# PROBLEM REQUIREMENTS
Retype all entries exactly as they stand, excluding pictures.

--- START ---

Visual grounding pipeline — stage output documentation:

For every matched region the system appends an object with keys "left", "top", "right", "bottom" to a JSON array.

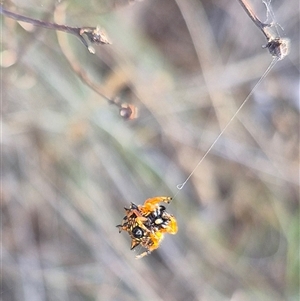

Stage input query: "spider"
[{"left": 117, "top": 196, "right": 178, "bottom": 259}]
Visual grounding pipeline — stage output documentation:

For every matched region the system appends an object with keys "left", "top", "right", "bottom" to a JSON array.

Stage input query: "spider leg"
[
  {"left": 162, "top": 216, "right": 178, "bottom": 234},
  {"left": 135, "top": 231, "right": 164, "bottom": 259},
  {"left": 135, "top": 250, "right": 151, "bottom": 259},
  {"left": 140, "top": 197, "right": 172, "bottom": 214}
]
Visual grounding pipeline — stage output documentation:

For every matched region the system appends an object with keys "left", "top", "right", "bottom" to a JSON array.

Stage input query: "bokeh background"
[{"left": 2, "top": 0, "right": 299, "bottom": 300}]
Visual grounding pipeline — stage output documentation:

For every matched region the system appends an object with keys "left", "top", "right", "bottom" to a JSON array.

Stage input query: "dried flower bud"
[
  {"left": 119, "top": 104, "right": 138, "bottom": 120},
  {"left": 264, "top": 37, "right": 290, "bottom": 60},
  {"left": 80, "top": 26, "right": 111, "bottom": 45}
]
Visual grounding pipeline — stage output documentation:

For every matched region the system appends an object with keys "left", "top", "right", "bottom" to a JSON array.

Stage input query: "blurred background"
[{"left": 2, "top": 0, "right": 299, "bottom": 300}]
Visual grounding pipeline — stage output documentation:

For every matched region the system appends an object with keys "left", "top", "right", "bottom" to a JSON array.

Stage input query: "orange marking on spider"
[{"left": 117, "top": 196, "right": 178, "bottom": 259}]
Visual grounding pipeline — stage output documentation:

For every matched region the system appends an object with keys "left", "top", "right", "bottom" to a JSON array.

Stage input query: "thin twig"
[
  {"left": 0, "top": 5, "right": 111, "bottom": 53},
  {"left": 237, "top": 0, "right": 290, "bottom": 60},
  {"left": 1, "top": 4, "right": 137, "bottom": 118},
  {"left": 237, "top": 0, "right": 272, "bottom": 40}
]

--- END ---

# OUTPUT BELOW
Visual grounding pipeline — stage output documentation:

For every matched region the system appends an object with keys "left", "top", "right", "bottom" to a JSON array.


Stage input query: "spider"
[{"left": 117, "top": 196, "right": 178, "bottom": 259}]
Visual grounding pipeline — stage output documentation:

For every matched region the system appends an object with keys "left", "top", "right", "bottom" to a JSON array.

Stage input query: "spider leg"
[
  {"left": 162, "top": 216, "right": 178, "bottom": 234},
  {"left": 135, "top": 231, "right": 164, "bottom": 259},
  {"left": 135, "top": 250, "right": 151, "bottom": 259},
  {"left": 140, "top": 197, "right": 172, "bottom": 214}
]
Visual grounding pipeline — stage output documentation:

For every matched region the system appends an object with keys "left", "top", "right", "bottom" to a JSON array.

Stage input query: "bokeh background"
[{"left": 2, "top": 0, "right": 299, "bottom": 300}]
Visual grounding pipeline — stage output documentation:

For every matched region the system appends an object with keys "left", "top", "right", "bottom" to a JSON array.

Stage input query: "dried flower bud"
[
  {"left": 119, "top": 104, "right": 138, "bottom": 120},
  {"left": 264, "top": 37, "right": 290, "bottom": 60},
  {"left": 80, "top": 26, "right": 111, "bottom": 45}
]
Visual grounding pipeline — stage output documentation:

For every matched region the system appends an object with keys "left", "top", "right", "bottom" to a JSON array.

Stage input query: "blurred background"
[{"left": 2, "top": 0, "right": 299, "bottom": 300}]
Visual grounding pipeline — stage output documentation:

For every matched region the system appends an object with keys "left", "top", "right", "bottom" to a JSON array.

Stage input query: "orange marking on spider"
[{"left": 117, "top": 196, "right": 178, "bottom": 259}]
Visual grounding pipeline — stage output documentation:

For every matched region the system appends an object with keys "left", "top", "right", "bottom" to a JSON array.

Stage input query: "thin twig"
[
  {"left": 0, "top": 5, "right": 111, "bottom": 53},
  {"left": 237, "top": 0, "right": 290, "bottom": 60},
  {"left": 1, "top": 4, "right": 137, "bottom": 118},
  {"left": 237, "top": 0, "right": 272, "bottom": 40}
]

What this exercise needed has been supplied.